INFORMATION PROVIDED below:

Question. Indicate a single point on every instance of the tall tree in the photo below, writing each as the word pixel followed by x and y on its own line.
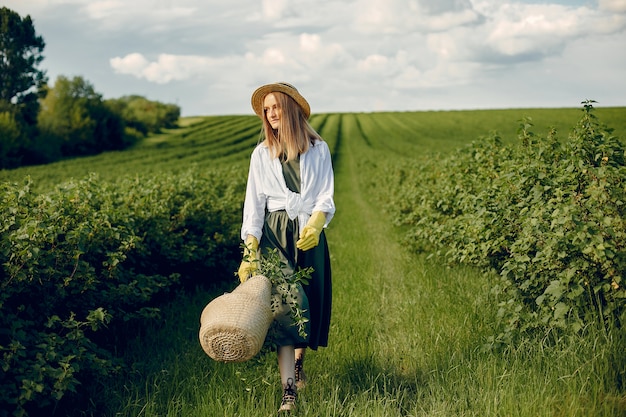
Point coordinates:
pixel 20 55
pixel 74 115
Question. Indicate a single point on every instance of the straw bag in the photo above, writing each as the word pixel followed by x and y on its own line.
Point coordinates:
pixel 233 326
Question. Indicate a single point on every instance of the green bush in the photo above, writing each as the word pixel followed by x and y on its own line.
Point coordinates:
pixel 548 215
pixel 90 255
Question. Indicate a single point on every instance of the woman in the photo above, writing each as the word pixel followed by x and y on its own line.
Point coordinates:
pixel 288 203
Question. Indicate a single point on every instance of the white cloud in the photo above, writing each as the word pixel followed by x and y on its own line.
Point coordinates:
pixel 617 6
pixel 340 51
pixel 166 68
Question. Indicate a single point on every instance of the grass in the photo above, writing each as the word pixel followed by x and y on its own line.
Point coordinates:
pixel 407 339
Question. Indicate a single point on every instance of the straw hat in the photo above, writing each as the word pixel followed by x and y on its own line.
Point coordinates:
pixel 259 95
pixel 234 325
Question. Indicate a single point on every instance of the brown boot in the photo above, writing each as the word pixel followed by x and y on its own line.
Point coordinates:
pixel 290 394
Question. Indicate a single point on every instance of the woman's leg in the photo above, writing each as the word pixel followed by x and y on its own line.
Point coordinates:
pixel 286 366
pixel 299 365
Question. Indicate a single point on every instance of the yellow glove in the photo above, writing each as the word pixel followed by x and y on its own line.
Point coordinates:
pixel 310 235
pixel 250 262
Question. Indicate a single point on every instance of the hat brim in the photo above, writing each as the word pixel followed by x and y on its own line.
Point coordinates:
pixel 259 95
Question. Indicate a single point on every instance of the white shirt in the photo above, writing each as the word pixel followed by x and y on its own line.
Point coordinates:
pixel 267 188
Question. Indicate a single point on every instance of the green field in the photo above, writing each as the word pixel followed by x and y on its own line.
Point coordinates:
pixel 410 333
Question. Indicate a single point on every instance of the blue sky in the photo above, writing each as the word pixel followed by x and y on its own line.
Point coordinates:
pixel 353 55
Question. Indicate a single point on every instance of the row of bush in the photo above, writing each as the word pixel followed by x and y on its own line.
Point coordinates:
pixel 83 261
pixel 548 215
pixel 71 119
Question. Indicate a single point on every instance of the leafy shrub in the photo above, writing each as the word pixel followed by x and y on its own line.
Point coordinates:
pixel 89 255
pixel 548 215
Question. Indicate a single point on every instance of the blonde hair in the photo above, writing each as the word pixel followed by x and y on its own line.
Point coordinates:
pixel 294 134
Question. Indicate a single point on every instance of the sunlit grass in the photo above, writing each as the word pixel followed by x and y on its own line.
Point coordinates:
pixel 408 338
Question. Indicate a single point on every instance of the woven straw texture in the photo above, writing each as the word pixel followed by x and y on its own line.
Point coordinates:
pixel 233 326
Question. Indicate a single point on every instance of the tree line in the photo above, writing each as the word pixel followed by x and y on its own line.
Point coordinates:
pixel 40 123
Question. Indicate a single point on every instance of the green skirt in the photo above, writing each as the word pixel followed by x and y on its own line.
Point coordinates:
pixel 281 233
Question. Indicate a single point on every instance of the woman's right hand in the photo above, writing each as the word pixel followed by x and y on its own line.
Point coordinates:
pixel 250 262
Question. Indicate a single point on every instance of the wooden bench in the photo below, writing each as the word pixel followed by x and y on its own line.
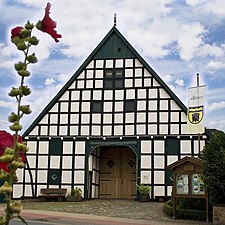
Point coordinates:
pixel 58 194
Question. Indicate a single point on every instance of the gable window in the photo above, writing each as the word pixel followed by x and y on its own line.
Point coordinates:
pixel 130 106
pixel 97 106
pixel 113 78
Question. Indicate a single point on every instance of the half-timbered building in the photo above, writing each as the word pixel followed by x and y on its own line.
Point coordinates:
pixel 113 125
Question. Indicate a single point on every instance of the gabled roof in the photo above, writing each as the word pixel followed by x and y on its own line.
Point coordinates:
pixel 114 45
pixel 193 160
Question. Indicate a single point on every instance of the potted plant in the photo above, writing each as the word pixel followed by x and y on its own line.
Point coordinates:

End of INFORMATION PROVIDED.

Please go over the data above and copy each line with "grass" in it.

Question. Indicate a single point on every instance of the grass in the photo above, writing each as the word pixel followed by x and y on its own line.
Question. Indicate a single point on every instance of the sunlit grass in the photo above, writing each as the word pixel followed by x and y on its own line.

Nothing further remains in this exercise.